[Dataset records]
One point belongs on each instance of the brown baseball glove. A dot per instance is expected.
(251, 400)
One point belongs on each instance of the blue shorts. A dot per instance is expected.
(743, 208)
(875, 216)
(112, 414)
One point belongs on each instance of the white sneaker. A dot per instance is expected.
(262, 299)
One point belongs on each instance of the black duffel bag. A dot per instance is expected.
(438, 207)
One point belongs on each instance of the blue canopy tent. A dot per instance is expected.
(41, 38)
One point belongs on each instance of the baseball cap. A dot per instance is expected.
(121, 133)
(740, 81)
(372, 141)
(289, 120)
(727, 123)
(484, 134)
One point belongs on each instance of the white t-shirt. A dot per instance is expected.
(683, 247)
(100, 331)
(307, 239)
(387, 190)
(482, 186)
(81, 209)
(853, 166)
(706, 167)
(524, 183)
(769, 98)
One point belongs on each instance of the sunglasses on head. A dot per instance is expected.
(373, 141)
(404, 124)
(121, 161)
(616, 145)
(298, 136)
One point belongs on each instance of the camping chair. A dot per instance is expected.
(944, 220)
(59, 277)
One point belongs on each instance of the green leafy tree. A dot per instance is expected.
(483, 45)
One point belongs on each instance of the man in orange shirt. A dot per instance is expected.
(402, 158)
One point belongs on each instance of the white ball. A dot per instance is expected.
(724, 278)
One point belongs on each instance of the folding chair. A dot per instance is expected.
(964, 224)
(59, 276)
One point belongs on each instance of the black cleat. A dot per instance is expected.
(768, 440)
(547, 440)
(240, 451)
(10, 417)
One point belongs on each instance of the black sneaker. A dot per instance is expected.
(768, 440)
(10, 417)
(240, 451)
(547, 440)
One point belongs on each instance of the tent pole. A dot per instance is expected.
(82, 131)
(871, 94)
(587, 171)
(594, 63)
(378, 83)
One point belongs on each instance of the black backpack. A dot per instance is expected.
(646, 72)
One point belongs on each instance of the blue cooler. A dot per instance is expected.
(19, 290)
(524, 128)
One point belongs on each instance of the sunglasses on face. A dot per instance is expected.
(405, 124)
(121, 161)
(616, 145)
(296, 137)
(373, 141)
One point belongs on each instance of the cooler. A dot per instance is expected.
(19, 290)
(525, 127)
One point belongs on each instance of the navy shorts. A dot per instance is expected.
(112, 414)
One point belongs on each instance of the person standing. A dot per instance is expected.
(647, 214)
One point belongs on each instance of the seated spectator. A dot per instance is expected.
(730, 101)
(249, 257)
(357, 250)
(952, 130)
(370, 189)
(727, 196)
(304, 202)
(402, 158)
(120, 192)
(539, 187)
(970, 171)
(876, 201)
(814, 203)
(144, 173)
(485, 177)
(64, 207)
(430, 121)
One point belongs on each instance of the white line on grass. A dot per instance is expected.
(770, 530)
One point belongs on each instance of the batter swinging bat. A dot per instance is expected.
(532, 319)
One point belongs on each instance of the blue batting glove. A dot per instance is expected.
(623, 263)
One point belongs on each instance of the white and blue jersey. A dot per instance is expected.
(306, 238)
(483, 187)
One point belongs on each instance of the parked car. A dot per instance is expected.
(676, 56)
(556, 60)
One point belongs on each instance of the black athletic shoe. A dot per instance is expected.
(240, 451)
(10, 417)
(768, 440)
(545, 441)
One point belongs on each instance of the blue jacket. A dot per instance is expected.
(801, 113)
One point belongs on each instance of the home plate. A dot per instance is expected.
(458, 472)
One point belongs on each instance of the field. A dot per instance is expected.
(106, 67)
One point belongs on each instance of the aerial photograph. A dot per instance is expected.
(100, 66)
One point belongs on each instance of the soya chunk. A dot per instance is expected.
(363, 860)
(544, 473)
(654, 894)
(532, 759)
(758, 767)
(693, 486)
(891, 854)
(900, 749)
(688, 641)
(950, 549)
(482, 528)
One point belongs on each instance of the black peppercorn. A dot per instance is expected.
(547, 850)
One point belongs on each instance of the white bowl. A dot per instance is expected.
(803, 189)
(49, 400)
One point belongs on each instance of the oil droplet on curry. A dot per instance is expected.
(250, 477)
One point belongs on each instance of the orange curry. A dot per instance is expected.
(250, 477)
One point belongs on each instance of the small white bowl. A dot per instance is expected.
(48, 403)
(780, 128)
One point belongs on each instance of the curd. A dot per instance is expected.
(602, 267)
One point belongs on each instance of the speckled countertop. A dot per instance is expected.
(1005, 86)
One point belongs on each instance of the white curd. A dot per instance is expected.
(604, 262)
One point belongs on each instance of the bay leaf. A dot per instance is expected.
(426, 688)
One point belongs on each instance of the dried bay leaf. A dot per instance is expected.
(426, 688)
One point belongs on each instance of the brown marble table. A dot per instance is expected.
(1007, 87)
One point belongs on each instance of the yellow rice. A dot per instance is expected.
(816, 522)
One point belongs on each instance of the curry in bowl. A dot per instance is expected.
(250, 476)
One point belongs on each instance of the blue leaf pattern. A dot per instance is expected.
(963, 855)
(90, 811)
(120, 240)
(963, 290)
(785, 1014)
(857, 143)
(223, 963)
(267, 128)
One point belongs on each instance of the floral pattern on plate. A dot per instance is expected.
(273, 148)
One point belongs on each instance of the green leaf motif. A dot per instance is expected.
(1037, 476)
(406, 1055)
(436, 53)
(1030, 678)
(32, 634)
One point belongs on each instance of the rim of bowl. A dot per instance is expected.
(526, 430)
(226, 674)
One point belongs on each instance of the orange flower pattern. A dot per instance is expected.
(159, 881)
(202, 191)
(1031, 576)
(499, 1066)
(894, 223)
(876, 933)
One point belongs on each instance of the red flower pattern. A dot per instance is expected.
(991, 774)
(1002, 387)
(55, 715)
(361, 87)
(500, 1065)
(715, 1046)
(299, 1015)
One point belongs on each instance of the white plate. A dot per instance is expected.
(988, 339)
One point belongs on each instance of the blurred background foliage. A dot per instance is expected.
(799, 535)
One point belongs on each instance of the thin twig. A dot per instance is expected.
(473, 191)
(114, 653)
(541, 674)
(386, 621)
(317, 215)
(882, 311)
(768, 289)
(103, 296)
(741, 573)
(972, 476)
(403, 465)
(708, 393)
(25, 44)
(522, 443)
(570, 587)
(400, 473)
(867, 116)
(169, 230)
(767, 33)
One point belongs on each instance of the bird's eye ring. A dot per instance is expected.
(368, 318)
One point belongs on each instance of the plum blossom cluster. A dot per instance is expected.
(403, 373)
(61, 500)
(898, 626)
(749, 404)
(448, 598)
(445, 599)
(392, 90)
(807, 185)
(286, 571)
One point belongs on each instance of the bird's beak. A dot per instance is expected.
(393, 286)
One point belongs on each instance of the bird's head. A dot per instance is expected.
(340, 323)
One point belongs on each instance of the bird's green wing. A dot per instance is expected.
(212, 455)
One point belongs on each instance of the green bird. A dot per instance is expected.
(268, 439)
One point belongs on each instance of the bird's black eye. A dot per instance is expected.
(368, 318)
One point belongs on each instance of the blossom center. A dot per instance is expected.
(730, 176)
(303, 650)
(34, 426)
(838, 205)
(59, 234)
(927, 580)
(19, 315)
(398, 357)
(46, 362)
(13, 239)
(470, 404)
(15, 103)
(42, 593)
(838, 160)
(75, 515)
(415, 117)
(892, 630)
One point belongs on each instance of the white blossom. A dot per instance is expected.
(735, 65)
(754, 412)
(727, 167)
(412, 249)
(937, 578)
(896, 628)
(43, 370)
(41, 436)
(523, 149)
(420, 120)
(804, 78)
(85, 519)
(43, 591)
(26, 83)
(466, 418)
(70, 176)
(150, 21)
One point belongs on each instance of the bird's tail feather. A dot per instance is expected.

▸ **CHALLENGE**
Starting at the line that contains "One point belongs on each instance of the bird's eye", print every line through the end of the listing, word for word. Leave out all the rest.

▸ **TASK RESULT**
One point belongs on each instance of the bird's eye ring. A dot per instance is expected.
(368, 318)
One point belongs on each instance of the plum blossom cluster. A dot per instance is expected.
(403, 373)
(61, 500)
(898, 626)
(749, 404)
(448, 598)
(445, 599)
(392, 90)
(807, 185)
(286, 571)
One point belongs on each instance of the bird's beak. A dot per instance is expected.
(393, 286)
One point belongs on each instance of the bird's head. A dot per instance is expected.
(340, 323)
One point belongs on each instance of the bird's green wing. A dot per instance is expected.
(212, 455)
One point belongs on each instance of the green bird. A dot per instance is expected.
(268, 439)
One point belongs on each instance of the bird's black eye. A dot per instance is expected.
(368, 318)
One point belongs on each instance of the blossom center. A dot per instance is expected.
(730, 176)
(303, 650)
(34, 426)
(838, 205)
(59, 234)
(927, 580)
(19, 315)
(398, 357)
(46, 362)
(13, 239)
(470, 404)
(15, 103)
(42, 593)
(838, 160)
(75, 515)
(415, 117)
(892, 630)
One point belongs on each instance of the white blossom. A dot per instance is expected.
(735, 65)
(754, 412)
(727, 167)
(412, 249)
(937, 578)
(896, 628)
(43, 370)
(41, 436)
(523, 149)
(420, 120)
(804, 78)
(85, 519)
(43, 591)
(26, 83)
(466, 418)
(70, 176)
(150, 21)
One point belongs on each instance of the bird's tail feather. A dot per instance is expected.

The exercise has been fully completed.